| AUSZUG |
···
Auch die Prognosen für den Euro-Raum seitens der EZB fallen verhalten aus: Sie rechnet mit einer Inflation von 1,3 Prozent bis Ende 2023. Zwar ist sie dabei, ihre geldpolitische Strategie zu überprüfen und damit auch das Inflationsziel von aktuell knapp 2 Prozent – aber an diesem Wert wird sie sich wohl auch weiterhin orientieren, meint Michael Neumann von Dr. Klein: „Vermutlich läuft eine Anpassung des strategischen Ziels darauf hinaus, dass die EZB temporär eine höhere Inflation als 2 Prozent zulässt, wenn diese davor für einen gewissen Zeitraum darunter lag; also dass sie nicht sofort gegensteuert, sollte diese Grenze überschritten werden.“ Damit würde sie sich – ähnlich der amerikanischen Notenbank Fed – Rahmenbedingungen schaffen, die expansive Geldpolitik auch bei höheren Inflationsraten fortzusetzen.

Auswirkung auf den Immobilienmarkt

„Diese künstliche Liquiditätsschwemme der EZB zeigt ihre Auswirkungen schon seit langem auf den Aktien- und Immobilienmärkten“, stellt Michael Neumann, Vorstandsvorsitzender der Dr. Klein Privatkunden AG, fest. „Denn durch die massiven Anleihekäufe und deren damit verbundenen niedrigen Renditen sind auch die Immobilienzinsen im Keller.“ Dort verharren sie weiterhin auf einem extrem niedrigen Niveau. Seit Oktober beträgt der Bestzins für 10-jährige Baudarlehen 0,4 Prozent, in den Monaten zuvor lag er sogar noch darunter.

Gleichzeitig schränkt der niedrige Leitzins die Möglichkeiten ein, Geld gewinnbringend anzulegen: „Unterm Strich fallen selbst Leuten mit Fantasie zurzeit vor allem Aktien und Immobilien ein“, so Michael Neumann. Besonders Wohnimmobilien haben im vergangenen Jahr ihre Werthaltigkeit unter Beweis gestellt. Die Folge: weiterhin steigende Preise und damit zunehmend erschwerte Erwerbsbedingungen. „Weil die Zinsen kaum mehr Potenzial haben, signifikant weiter zu sinken, gleicht die Zinsersparnis die steigenden Preise nicht mehr aus, wie sie das in der Vergangenheit getan hat. Für Käufer verschlechtert sich damit perspektivisch der Erschwinglichkeitsindex.“ Aber auch ein deutlicher Zinsanstieg ist laut Neumann nicht in Sicht: Bauzinsen bleiben niedrig, auch wenn mit temporären Schwankungen zu rechnen ist.
···
| ARBEITSANWEISUNG 1 |
Welchen Bestzins nennt der Auszug über EZB-Politik und Immobilienmarkt für 10-jährige Baudarlehen seit Oktober?
| ARBEITSANWEISUNG 2 |
Führen Sie den Auszug über EZB-Politik und Immobilienmarkt im Anschluss an seinen letzten Satz weiter.
···
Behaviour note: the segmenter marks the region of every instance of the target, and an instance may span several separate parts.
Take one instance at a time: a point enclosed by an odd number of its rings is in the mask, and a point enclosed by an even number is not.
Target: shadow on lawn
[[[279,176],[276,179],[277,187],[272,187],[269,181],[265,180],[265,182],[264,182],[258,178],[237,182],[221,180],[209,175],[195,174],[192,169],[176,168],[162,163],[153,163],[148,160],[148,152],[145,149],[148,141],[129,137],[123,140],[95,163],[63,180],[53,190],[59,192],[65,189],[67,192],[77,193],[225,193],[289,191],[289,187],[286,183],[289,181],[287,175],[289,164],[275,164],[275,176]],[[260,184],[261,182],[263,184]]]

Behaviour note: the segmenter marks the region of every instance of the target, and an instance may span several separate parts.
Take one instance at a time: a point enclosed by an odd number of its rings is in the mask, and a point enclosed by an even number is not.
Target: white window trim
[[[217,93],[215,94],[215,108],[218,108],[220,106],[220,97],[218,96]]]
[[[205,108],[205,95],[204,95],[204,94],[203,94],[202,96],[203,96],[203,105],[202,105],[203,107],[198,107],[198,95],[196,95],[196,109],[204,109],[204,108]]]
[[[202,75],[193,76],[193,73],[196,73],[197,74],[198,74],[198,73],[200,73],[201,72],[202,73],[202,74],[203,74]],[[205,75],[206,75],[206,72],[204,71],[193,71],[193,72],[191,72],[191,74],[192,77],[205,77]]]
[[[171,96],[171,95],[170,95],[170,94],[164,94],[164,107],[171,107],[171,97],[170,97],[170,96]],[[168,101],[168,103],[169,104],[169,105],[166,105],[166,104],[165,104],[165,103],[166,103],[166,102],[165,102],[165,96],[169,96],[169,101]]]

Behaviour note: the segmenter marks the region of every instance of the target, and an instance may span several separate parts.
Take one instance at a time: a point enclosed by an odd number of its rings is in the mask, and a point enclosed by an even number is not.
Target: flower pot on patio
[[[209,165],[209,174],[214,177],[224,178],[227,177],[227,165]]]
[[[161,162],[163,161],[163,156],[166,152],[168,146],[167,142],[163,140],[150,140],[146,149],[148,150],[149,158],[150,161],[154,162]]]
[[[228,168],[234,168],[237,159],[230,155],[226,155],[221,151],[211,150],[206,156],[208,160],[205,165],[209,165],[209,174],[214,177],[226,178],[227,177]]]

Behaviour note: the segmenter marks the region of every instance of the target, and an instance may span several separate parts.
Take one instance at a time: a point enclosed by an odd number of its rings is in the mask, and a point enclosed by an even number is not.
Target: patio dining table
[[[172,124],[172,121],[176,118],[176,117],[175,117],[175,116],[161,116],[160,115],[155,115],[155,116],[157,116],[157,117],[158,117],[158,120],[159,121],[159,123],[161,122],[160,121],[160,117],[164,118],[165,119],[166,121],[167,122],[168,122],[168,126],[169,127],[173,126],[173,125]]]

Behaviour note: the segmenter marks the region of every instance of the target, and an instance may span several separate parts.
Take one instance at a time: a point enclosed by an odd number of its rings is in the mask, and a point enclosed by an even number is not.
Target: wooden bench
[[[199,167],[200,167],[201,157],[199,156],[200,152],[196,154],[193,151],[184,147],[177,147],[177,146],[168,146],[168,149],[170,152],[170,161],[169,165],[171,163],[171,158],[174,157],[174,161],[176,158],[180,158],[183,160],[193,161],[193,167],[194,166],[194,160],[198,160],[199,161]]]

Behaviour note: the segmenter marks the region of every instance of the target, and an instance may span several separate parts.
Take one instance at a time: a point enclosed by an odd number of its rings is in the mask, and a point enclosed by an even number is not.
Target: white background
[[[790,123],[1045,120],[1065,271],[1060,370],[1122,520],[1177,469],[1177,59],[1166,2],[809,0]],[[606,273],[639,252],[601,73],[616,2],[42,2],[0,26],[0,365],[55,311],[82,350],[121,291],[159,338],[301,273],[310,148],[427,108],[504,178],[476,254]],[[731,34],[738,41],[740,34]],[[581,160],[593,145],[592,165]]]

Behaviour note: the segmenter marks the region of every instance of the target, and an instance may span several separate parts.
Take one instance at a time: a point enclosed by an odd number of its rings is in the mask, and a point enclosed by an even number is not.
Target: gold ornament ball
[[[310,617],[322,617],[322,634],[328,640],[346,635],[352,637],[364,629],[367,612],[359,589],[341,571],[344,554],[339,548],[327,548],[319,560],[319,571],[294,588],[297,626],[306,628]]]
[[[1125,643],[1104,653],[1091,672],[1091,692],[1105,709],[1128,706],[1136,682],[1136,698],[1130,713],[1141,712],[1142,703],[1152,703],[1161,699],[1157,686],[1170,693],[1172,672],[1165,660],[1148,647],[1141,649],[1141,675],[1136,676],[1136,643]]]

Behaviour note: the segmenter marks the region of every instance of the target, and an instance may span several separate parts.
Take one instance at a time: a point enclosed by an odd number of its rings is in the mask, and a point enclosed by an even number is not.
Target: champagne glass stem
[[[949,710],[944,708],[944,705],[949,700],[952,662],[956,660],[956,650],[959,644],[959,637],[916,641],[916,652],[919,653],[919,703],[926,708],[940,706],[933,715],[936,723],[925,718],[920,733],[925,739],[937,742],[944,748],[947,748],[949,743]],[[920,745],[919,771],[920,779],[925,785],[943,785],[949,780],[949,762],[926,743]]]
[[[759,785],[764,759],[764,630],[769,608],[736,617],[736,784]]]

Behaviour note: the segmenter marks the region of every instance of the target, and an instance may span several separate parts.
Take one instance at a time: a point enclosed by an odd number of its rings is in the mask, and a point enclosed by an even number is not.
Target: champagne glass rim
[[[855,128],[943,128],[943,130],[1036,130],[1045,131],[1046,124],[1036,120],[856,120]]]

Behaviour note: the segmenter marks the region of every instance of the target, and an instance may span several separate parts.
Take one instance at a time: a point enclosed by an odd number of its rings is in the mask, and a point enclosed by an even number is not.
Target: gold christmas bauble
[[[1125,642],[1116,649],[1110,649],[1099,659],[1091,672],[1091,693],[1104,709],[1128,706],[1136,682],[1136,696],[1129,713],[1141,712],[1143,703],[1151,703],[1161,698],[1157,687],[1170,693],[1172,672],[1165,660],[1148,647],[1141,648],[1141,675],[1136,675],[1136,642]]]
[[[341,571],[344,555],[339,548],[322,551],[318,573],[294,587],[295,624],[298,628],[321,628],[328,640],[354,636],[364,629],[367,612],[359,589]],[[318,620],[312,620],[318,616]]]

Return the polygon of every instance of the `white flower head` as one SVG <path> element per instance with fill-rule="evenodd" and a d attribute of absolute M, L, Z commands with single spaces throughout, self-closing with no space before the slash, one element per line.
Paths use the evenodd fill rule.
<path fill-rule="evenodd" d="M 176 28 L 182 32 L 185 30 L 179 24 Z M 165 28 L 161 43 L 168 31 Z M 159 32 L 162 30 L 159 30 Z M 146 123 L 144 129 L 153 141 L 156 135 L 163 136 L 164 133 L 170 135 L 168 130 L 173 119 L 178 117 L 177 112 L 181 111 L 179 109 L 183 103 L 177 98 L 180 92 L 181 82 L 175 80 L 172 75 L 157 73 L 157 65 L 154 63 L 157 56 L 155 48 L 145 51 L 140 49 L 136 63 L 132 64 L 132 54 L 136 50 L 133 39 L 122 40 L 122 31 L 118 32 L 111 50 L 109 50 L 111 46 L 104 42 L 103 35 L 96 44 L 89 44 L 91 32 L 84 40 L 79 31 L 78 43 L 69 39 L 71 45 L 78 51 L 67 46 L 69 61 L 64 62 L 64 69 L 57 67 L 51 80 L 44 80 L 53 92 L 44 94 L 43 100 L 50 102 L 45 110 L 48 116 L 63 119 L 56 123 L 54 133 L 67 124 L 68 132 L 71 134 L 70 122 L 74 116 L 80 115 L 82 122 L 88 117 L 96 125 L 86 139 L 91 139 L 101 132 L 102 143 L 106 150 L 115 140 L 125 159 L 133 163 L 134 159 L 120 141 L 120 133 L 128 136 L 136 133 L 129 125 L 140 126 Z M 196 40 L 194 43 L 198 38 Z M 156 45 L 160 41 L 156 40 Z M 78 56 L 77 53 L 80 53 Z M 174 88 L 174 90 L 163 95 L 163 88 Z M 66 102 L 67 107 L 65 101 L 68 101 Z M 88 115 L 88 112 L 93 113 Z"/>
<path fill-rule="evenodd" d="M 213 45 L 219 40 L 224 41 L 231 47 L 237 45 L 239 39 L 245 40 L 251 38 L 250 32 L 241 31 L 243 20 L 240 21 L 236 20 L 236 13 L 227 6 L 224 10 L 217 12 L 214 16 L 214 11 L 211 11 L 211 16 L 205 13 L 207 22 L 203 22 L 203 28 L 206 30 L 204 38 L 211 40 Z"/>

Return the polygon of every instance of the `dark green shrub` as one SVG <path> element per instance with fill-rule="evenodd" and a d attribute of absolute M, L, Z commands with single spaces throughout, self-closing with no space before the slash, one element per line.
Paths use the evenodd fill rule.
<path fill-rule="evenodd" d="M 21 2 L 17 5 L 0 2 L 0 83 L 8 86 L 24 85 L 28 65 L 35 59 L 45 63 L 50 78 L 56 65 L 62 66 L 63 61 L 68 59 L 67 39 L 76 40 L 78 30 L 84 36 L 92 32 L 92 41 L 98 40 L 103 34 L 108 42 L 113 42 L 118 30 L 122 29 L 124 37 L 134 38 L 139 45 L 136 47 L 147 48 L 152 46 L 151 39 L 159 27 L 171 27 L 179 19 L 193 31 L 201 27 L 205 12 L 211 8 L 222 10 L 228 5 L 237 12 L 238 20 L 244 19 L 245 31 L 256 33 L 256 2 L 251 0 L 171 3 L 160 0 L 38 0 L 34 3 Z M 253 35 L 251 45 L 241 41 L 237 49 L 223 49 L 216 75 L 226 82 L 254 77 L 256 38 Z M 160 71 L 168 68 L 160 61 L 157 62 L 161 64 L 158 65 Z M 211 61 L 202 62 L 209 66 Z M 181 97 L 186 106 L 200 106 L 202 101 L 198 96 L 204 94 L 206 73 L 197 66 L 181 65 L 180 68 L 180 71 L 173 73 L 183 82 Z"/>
···
| ERGEBNIS 1 |
0,4 Prozent.

| ERGEBNIS 2 |
Kritischere Kriterien zur Kreditvergabe?

Kürzlich machte eine Meldung der EZB die Runde, dass Europas Banken die Vergabestandards sowohl für Firmen- als auch für private Kredite verschärft haben und planen, das auch während des ersten Quartals fortzuführen. Von den befragten Instituten gaben 7 Prozent an, wegen verschlechterter Wirtschaftsaussichten und höherer Risiken ihre Kriterien für Immobilienfinanzierungen strenger zu fassen. Eine Entwicklung, die Michael Neumann von Dr. Klein auf dem deutschen Markt so nur bedingt nachvollziehen kann: „Die Baudarlehen sind davon unterm Strich kaum betroffen. Der Zugang zu Immobilienfinanzierungen funktioniert weiterhin gut“, so seine Beobachtung. Pandemiebedingte Einschränkungen gäbe es dennoch: „Für einzelne Interessenten kann die Konstellation von Kurzarbeit und einer Branche, deren Zukunftsperspektive eher pessimistisch ausfällt, schwierig sein und bedeuten, dass Banken das Risiko zurzeit nicht eingehen wollen.“

Die EZB sieht keinen Handlungsbedarf, an den Rahmenbedingungen für die Kreditvergabe zu schrauben und hierfür weitere Mittel zur Verfügung zu stellen. Lagarde wies in der Pressekonferenz zur ersten Ratssitzung des Jahres noch einmal ausdrücklich darauf hin, dass ihr langfristiges Kreditprogramm für Großbanken (TLTRO III), das im Dezember ausgeweitet wurde, den Instituten genügend Anreize gebe, Geld zu verleihen. Mit diesem Programm erhalten Banken unter bestimmten Bedingungen Geld von der EZB für einen Zinssatz von minus 1 Prozent.